▶ **Explore the material**
1) In the transcript, rewrite Jonathan's turn that begins "I'm going to interrupt you" in two or three sentences, keeping its main facts.
2) List every band named in the transcript.
3) Summarize the transcript in three sentences.

-------- Text segment

Jonathan: I’m going to interrupt you. I’m just going to go on about a little bit. Dude, I’m a big fan of Donovan. Yeah, I remember hearing, like, oh, Jimmy Page played on Sunshine, Superman and Dirty Gertie, Man. And I always thought it was like, oh, you know, Jimmy Page was part of Led Zeppelin. And then like, oh, you know, Donovan got him to play on the stuff. And it’s actually the opposite. All of that came out way before Led Zeppelin, if I understand it correctly. And it was him being a session musician before he was famous, which is really, really cool.
Tom Ray: Yeah, yeah. No, a lot of. I actually just watched, like, several videos about. There’s a guy that’s doing a whole series on. On, Led Zeppelin. And I wish I could give him credit, but I can’t remember the name of the account right now. But, it did. He’s doing a whole thing where he’s doing one where it’s the Led Zeppelin through the years, by each album. And he does, like, a back history of it. And he goes through the Yardbirds, but he goes even deeper into Jimmy Page’s session work. And basically how him and Jon Paul Jones, like, people laughed at them when they said they were going to go off and start a band. They’re like, why?
Jonathan: Because you’re making. We’re the ones doing this.
Tom Ray: Yeah. And we get paid more than bands do, but for doing this.
Jonathan: Yep. I watched, Becoming Led Zeppelin recently, and I think it went through a lot of that.
Tom Ray: Okay. Yeah, Yeah, I saw that, too. And then there’s another one that he did that’s the Rolling Stones. And that’s fascinating as well. But, I actually learned a lot about open tuning on that one and did not know much about it. I still can’t play guitar, but I’m one step closer to pretending I can.
Jonathan: You can borrow all the notes at one time, then you can open.
Tom Ray: Actually, I can’t. That’s my problem. I cannot. It is the one instrument where, when I do it, everything just sounds like I’m picking up the guitar by the strings is. You know, even if our bar notes, it’s like
Jonathan: you got to build the muscles up in your hand.
Tom Ray: It’s the one instrument where everybody I know plays it better than I do. So the fact that I’m not instantly good at it just makes me go, well, I’m not going to try this anymore. So I don’t even know.
Jonathan: Last time my kid was here, I had her set up the drum set. Because drums are the one thing that I’ve never been able to play.
Tom Ray: Oh, okay.
Jonathan: At all. and so I was like, set this up. I’m actually going to start practicing and I like started learning some of the basic patterns and I’m still terrible, but not as terrible as I was a month ago.
Tom Ray: Well, there you go. All right.
Jonathan: Yeah.
Tom Ray: And so, okay, now going back to what we were talking about. Now you said you started this with you, you were going to do it with your youngest son. And how. When was this? When did this idea transpire?
Jonathan: Yeah, youngest daughter. let’s see. So she is a couple years out of college and this was in high school. So I’m gonna say 10 years ago.

----------------
-------- Data extract

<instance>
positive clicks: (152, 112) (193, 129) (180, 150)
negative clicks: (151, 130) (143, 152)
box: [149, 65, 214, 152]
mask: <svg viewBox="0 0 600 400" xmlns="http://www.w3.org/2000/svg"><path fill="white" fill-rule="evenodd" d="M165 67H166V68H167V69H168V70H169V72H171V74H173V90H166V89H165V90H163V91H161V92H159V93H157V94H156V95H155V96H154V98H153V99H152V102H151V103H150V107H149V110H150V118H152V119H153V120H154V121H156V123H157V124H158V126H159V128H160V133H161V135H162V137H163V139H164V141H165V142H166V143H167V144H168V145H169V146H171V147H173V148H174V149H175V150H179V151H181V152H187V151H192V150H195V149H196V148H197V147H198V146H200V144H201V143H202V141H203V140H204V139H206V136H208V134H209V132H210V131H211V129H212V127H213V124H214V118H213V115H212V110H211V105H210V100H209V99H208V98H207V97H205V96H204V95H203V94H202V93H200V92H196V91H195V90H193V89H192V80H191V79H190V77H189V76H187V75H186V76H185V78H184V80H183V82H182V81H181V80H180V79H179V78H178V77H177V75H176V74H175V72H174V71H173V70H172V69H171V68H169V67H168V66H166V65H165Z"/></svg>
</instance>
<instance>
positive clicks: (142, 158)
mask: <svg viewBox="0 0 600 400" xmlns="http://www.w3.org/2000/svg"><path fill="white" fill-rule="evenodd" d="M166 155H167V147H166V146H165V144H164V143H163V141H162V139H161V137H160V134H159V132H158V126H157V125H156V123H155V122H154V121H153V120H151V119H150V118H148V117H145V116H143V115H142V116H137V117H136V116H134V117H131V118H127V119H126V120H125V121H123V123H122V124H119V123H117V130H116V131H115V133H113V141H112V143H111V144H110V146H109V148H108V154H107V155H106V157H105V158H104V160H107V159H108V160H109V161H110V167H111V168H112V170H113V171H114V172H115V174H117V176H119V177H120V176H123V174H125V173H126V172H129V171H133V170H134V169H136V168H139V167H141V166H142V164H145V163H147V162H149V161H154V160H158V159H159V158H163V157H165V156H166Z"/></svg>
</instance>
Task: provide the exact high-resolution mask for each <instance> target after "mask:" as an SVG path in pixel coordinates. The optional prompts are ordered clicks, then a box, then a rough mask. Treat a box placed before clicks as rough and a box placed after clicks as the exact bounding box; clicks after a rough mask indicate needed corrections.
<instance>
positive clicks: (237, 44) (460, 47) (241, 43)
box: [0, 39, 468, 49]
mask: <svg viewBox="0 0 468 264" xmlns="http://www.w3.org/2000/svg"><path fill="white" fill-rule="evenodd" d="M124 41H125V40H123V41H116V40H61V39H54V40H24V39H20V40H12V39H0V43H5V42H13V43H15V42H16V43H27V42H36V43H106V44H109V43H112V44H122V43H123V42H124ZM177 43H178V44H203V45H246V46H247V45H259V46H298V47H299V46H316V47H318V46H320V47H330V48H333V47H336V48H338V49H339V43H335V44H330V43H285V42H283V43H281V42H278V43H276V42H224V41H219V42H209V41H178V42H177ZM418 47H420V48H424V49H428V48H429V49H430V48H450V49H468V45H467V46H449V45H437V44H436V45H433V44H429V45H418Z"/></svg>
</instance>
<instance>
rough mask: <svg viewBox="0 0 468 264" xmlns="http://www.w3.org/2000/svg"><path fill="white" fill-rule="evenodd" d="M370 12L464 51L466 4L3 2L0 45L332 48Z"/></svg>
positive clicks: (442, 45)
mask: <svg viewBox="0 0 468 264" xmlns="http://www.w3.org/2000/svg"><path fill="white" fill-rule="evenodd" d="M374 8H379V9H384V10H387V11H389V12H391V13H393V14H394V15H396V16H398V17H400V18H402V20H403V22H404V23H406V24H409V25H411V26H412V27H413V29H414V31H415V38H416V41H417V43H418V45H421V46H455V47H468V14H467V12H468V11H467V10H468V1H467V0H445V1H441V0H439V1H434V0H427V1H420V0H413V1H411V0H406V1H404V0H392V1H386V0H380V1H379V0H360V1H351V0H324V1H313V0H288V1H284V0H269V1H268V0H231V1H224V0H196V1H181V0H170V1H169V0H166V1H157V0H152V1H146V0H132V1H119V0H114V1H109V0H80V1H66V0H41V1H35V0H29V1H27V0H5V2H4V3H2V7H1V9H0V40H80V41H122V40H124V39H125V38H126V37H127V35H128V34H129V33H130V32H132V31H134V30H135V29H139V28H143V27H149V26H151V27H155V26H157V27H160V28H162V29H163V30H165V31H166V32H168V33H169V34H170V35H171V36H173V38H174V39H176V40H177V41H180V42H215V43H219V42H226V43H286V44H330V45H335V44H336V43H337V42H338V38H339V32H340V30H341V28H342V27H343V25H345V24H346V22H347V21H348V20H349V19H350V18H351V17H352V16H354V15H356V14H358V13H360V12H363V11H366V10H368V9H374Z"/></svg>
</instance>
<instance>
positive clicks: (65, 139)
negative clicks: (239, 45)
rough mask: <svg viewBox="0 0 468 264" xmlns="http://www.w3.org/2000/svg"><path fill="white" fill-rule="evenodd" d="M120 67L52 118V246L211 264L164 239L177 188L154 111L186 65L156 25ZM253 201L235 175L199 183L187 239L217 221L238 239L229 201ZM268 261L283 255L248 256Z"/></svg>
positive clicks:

----------------

▶ **Activity answers**
1) Jonathan, a big fan of Donovan, remembers hearing that Jimmy Page played on Donovan's songs and had assumed Donovan brought Page in after Led Zeppelin. As he understands it, the reverse is true: those recordings came out well before Led Zeppelin, while Page was a session musician who was not yet famous. He finds that very cool.

2)
- Led Zeppelin
- the Yardbirds
- the Rolling Stones

3) Jonathan and Tom Ray discuss Jimmy Page's session work before Led Zeppelin, including Page playing on Donovan's songs and people laughing when he and Jon Paul Jones said they would start a band. Tom Ray mentions a video series about Led Zeppelin and the Rolling Stones that taught him about open tuning, though he says he still can't play guitar, while Jonathan says he has started practicing drums and is less terrible than a month ago. Tom Ray then returns to their earlier topic, and Jonathan says the idea started about 10 years ago with his youngest daughter, when she was in high school.